### SELECTED PASSAGE
[Start of section]
Three chambers of fluid:

  1. Anterior chamber –present between the cornea and iris.
  2. Posterior chamber –present between the iris, zonule fibres and the lens.
  3. Vitreous chamber - located between the lens and the retina.

The anterior and posterior chambers are filled with aqueous humour, whereas the vitreous chamber is filled with vitreous humour, a more viscous fluid.

Lens: The lens helps to focus light on the retina. It is transparent and is located behind the iris. It is supported by ligaments called zonule fibres that are attached to the anterior portion of the ciliary body. The contraction or relaxation of these ligaments, because of ciliary muscle action, changes the shape of the lens. This process is called ‘accommodation’ and allows for the formation of a sharp image on the retina.

Lateral view

  • Retina: The innermost layer of the back of the eye, the retina consists of light-sensitive nerve endings that convert light into electrical impulses which are sent to the brain along the optic nerve. The macula is the central zone of the retina which provides the most central and distinct vision. In the centre of the macula is a region called the fovea which provides the sharpest vision.
  • Nerves and Blood vessels: The short and long ciliary nerves are branches of the nasociliary nerve that carries sensory impulses from the cornea and uvea (middle eye layer consisting of iris, ciliary body and choroid). Blood reaches the eye from the ophthalmic artery through its branches– central artery of the retina, short and long posterior ciliary arteries, and the anterior ciliary arteries. The veins of the eye accompany the arteries and drain into the cavernous sinus through ophthalmic veins.
[End of section]
### SUPPLIED INFORMATION
[Start of section]
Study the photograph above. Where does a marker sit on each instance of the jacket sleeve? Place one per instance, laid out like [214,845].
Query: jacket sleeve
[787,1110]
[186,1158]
[End of section]
[Start of section]
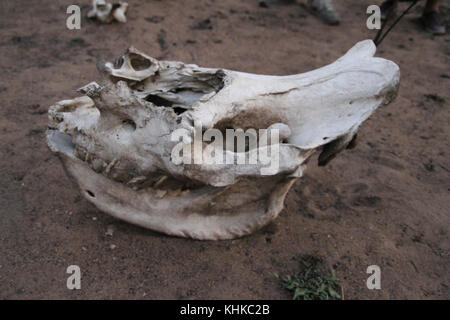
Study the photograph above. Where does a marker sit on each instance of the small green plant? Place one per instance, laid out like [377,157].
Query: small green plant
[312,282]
[End of section]
### TASK REQUIREMENTS
1 > Give again, word for word, the part of the passage on eye anatomy starting with "Three chambers of" and going on through "image on the retina.".
2 > Sum up the passage on eye anatomy in three sentences.

### EXPECTED OUTPUTS
1 >
Three chambers of fluid:

  1. Anterior chamber –present between the cornea and iris.
  2. Posterior chamber –present between the iris, zonule fibres and the lens.
  3. Vitreous chamber - located between the lens and the retina.

The anterior and posterior chambers are filled with aqueous humour, whereas the vitreous chamber is filled with vitreous humour, a more viscous fluid.

Lens: The lens helps to focus light on the retina. It is transparent and is located behind the iris. It is supported by ligaments called zonule fibres that are attached to the anterior portion of the ciliary body. The contraction or relaxation of these ligaments, because of ciliary muscle action, changes the shape of the lens. This process is called ‘accommodation’ and allows for the formation of a sharp image on the retina.

2 > The eye has three fluid-filled chambers: the anterior and posterior chambers hold aqueous humor, and the vitreous chamber holds the more viscous vitreous humor. The lens, held by zonule fibers, changes shape through ciliary muscle action to form a sharp image on the retina, whose light-sensitive nerve endings turn light into electrical impulses that travel to the brain along the optic nerve. The short and long ciliary nerves, branches of the nasociliary nerve, carry sensory impulses from the cornea and uvea; blood arrives through branches of the ophthalmic artery, and the eye's veins drain into the cavernous sinus through the ophthalmic veins.